Sumber Daya Manusia Sumber daya manusia dalam kebijakan bantuan keuangan ini meliputi 2 (dua) komponen yang perlu diperhatikan yakni jumlah aparat pelaksana dan mutu dari aparat pelaksana tersebut. Bersasarkan data yang diperoleh peneliti, jumlah aparat pelaksana sudah memadai. Jumlah personil yang ada sekarang sudah sangat mendukung tapi harus didukung oleh mutu yang baik dari aparat pelaksana. Tanpa adanya kemampuan dan keterampilan dari aparat pelaksana, jumlah yang sudah mendukung tidak akan ada artinya. Oleh sebab itu, aparat pelaksana minimal harus memiliki kemampuan dalam bidang administrasi kantor serta keterampilan pengoperasian Komputer, hal ini berkaitan erat dengan keberhasilan membuat Surat Pertanggungjawaban. Berkaitan dengan keterampilan dan kemampuan perangkat desa di Kecamatan Batang Alai Selatan berdasarkan hasil wawancara dengan Camat Batang Alai Selatan pada hari Senin tanggal 5 November 2012 di Kantor Kecamatan Batang Alai Selatan sebagai berikut : “kalau tentang keterampilan dan kemampuan perangkat desa di Kecamatan kita secara keseluruhan saya rasa masih sangat minim meskipun ada beberapa yang baik, terutama dalam pengoperasian komputer, tapi yang lebih tau tentang itu Kasi Pemerintahan karena dia lebih sering berhubungan dengan Pembakal”. Pernyataan yang sama juga disampaikan oleh Kasi Pemerintahan Kantor Kecamatan Batang Alai Selatan pada wawancara hari Senin tanggal 5 November 2012 di Kantor Kecamatan Batang Alai Selatan sebagai berikut :
190
Jurnal Ilmu Politik dan Pemerintahan Lokal, Volume II Edisi 1, Januari-Juni 2013
“...keterampilan mereka masih jauh dari diharapkan menurut saya, dalam membuat Surat Pertanggungjawaban saja masih banyak yang harus dibantu pihak Kecamatan padahal setiap tahunnya sudah diadakan pelatihan administrasi perkantoran dan komputer oleh Badan Pemberdayaan Masyarakat dan Pemerintahan Desa”. Perangkat desa di Kecamatan Batang Alai Selatan sudah diikut sertakan dalam Pelatihan Administrasi Perkantoran dan Pelatihan Pengoperasian Komputer. Selain pelatihan yang dilaksanakan Badan Pemberdayaan Masyarakat dan Pemerintahan Desa, dalam perencanaan APBDesa juga sudah dianggarkan untuk biaya perjalanan dinas studi banding bagi perangkat desa. Hal ini dilakukan agar perangkat desa bisa melihat bagaimana desa yang lebih maju dan dapat menjadikannya pembelajaran. Hal ini menunjukan sudah ada usaha peningkatan kinerja aparat desa. 2.

——

## SOAL YANG DIBERIKAN 1
Menurut teks tentang sumber daya manusia dalam kebijakan bantuan keuangan, pada hari dan tanggal berapa wawancara dengan Camat Batang Alai Selatan dilakukan?
Teks ini dan baris data berikutnya adalah bahan yang terpisah.

[Cuplikan dataset anotasi lokasi]
——

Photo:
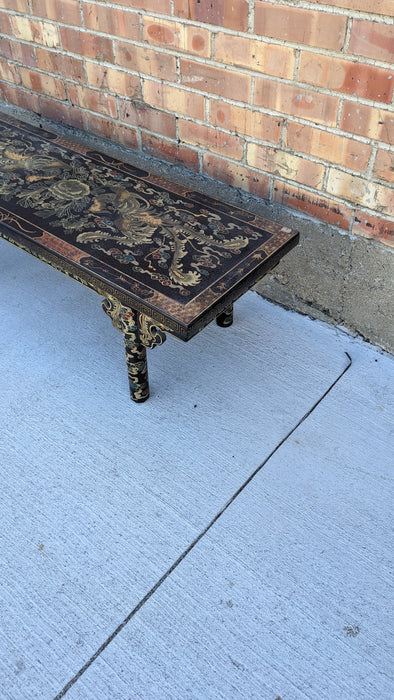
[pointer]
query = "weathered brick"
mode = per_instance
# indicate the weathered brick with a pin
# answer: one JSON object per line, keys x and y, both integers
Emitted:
{"x": 5, "y": 24}
{"x": 119, "y": 23}
{"x": 384, "y": 167}
{"x": 112, "y": 130}
{"x": 296, "y": 101}
{"x": 255, "y": 55}
{"x": 146, "y": 61}
{"x": 140, "y": 114}
{"x": 16, "y": 51}
{"x": 24, "y": 53}
{"x": 44, "y": 84}
{"x": 19, "y": 97}
{"x": 373, "y": 227}
{"x": 221, "y": 13}
{"x": 286, "y": 165}
{"x": 94, "y": 100}
{"x": 6, "y": 49}
{"x": 175, "y": 35}
{"x": 59, "y": 64}
{"x": 15, "y": 6}
{"x": 159, "y": 6}
{"x": 59, "y": 10}
{"x": 215, "y": 80}
{"x": 321, "y": 29}
{"x": 33, "y": 30}
{"x": 245, "y": 121}
{"x": 346, "y": 76}
{"x": 372, "y": 39}
{"x": 112, "y": 80}
{"x": 211, "y": 139}
{"x": 330, "y": 147}
{"x": 170, "y": 151}
{"x": 355, "y": 189}
{"x": 368, "y": 121}
{"x": 62, "y": 112}
{"x": 86, "y": 44}
{"x": 9, "y": 73}
{"x": 174, "y": 99}
{"x": 236, "y": 175}
{"x": 313, "y": 204}
{"x": 378, "y": 7}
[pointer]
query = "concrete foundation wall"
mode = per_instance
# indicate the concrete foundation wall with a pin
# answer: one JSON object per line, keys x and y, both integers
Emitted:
{"x": 333, "y": 276}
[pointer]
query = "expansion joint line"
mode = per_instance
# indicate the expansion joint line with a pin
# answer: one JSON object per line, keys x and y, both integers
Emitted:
{"x": 197, "y": 539}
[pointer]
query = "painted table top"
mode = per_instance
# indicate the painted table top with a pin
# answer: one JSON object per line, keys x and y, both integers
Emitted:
{"x": 173, "y": 253}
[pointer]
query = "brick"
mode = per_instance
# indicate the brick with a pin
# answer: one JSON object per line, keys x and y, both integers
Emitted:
{"x": 330, "y": 147}
{"x": 85, "y": 44}
{"x": 59, "y": 64}
{"x": 355, "y": 189}
{"x": 174, "y": 99}
{"x": 16, "y": 51}
{"x": 141, "y": 115}
{"x": 211, "y": 139}
{"x": 6, "y": 48}
{"x": 112, "y": 80}
{"x": 372, "y": 39}
{"x": 66, "y": 11}
{"x": 44, "y": 84}
{"x": 19, "y": 97}
{"x": 170, "y": 151}
{"x": 378, "y": 7}
{"x": 286, "y": 165}
{"x": 5, "y": 24}
{"x": 113, "y": 131}
{"x": 321, "y": 29}
{"x": 177, "y": 36}
{"x": 313, "y": 204}
{"x": 236, "y": 175}
{"x": 245, "y": 121}
{"x": 119, "y": 23}
{"x": 15, "y": 6}
{"x": 146, "y": 61}
{"x": 384, "y": 166}
{"x": 225, "y": 83}
{"x": 33, "y": 30}
{"x": 24, "y": 53}
{"x": 255, "y": 55}
{"x": 159, "y": 6}
{"x": 296, "y": 101}
{"x": 368, "y": 121}
{"x": 373, "y": 227}
{"x": 93, "y": 100}
{"x": 221, "y": 13}
{"x": 62, "y": 112}
{"x": 346, "y": 76}
{"x": 9, "y": 73}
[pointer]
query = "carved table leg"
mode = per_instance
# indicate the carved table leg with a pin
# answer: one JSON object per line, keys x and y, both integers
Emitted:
{"x": 139, "y": 333}
{"x": 225, "y": 319}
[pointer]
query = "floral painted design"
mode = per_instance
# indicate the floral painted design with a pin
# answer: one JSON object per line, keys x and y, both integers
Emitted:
{"x": 154, "y": 235}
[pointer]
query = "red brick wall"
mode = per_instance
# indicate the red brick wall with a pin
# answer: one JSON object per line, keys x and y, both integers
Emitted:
{"x": 292, "y": 101}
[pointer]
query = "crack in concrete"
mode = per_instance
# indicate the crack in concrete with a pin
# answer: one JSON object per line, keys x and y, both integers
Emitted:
{"x": 169, "y": 571}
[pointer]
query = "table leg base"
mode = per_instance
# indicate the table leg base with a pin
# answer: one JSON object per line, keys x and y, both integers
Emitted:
{"x": 225, "y": 319}
{"x": 139, "y": 332}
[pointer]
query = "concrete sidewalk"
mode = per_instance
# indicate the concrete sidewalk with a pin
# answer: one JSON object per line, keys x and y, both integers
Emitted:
{"x": 122, "y": 572}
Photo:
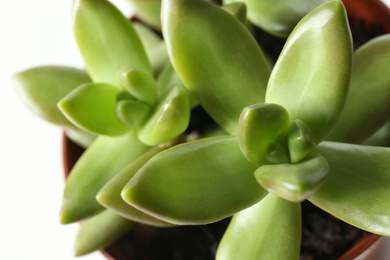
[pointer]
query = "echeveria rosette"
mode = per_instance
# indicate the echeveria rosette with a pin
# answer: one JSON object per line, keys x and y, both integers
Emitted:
{"x": 116, "y": 60}
{"x": 307, "y": 92}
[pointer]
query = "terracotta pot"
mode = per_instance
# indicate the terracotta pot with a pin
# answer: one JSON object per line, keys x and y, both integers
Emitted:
{"x": 372, "y": 13}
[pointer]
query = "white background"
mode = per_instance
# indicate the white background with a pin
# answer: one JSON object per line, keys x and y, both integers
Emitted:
{"x": 33, "y": 33}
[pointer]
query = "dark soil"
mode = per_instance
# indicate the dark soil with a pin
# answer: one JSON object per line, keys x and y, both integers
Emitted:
{"x": 324, "y": 237}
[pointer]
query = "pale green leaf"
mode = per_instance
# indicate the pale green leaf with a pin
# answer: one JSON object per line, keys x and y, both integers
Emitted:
{"x": 195, "y": 183}
{"x": 311, "y": 77}
{"x": 270, "y": 229}
{"x": 91, "y": 107}
{"x": 41, "y": 88}
{"x": 368, "y": 102}
{"x": 110, "y": 195}
{"x": 357, "y": 187}
{"x": 100, "y": 162}
{"x": 216, "y": 57}
{"x": 107, "y": 40}
{"x": 100, "y": 231}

——

## SOAL YANG DIBERIKAN 2
Sebutkan jumlah baris dalam baris data yang memuat kata "concrete", dengan membedakan huruf besar dan kecil. Tuliskan angkanya saja.

## HASIL TUGAS 1
Senin, 5 November 2012.

## HASIL TUGAS 2
6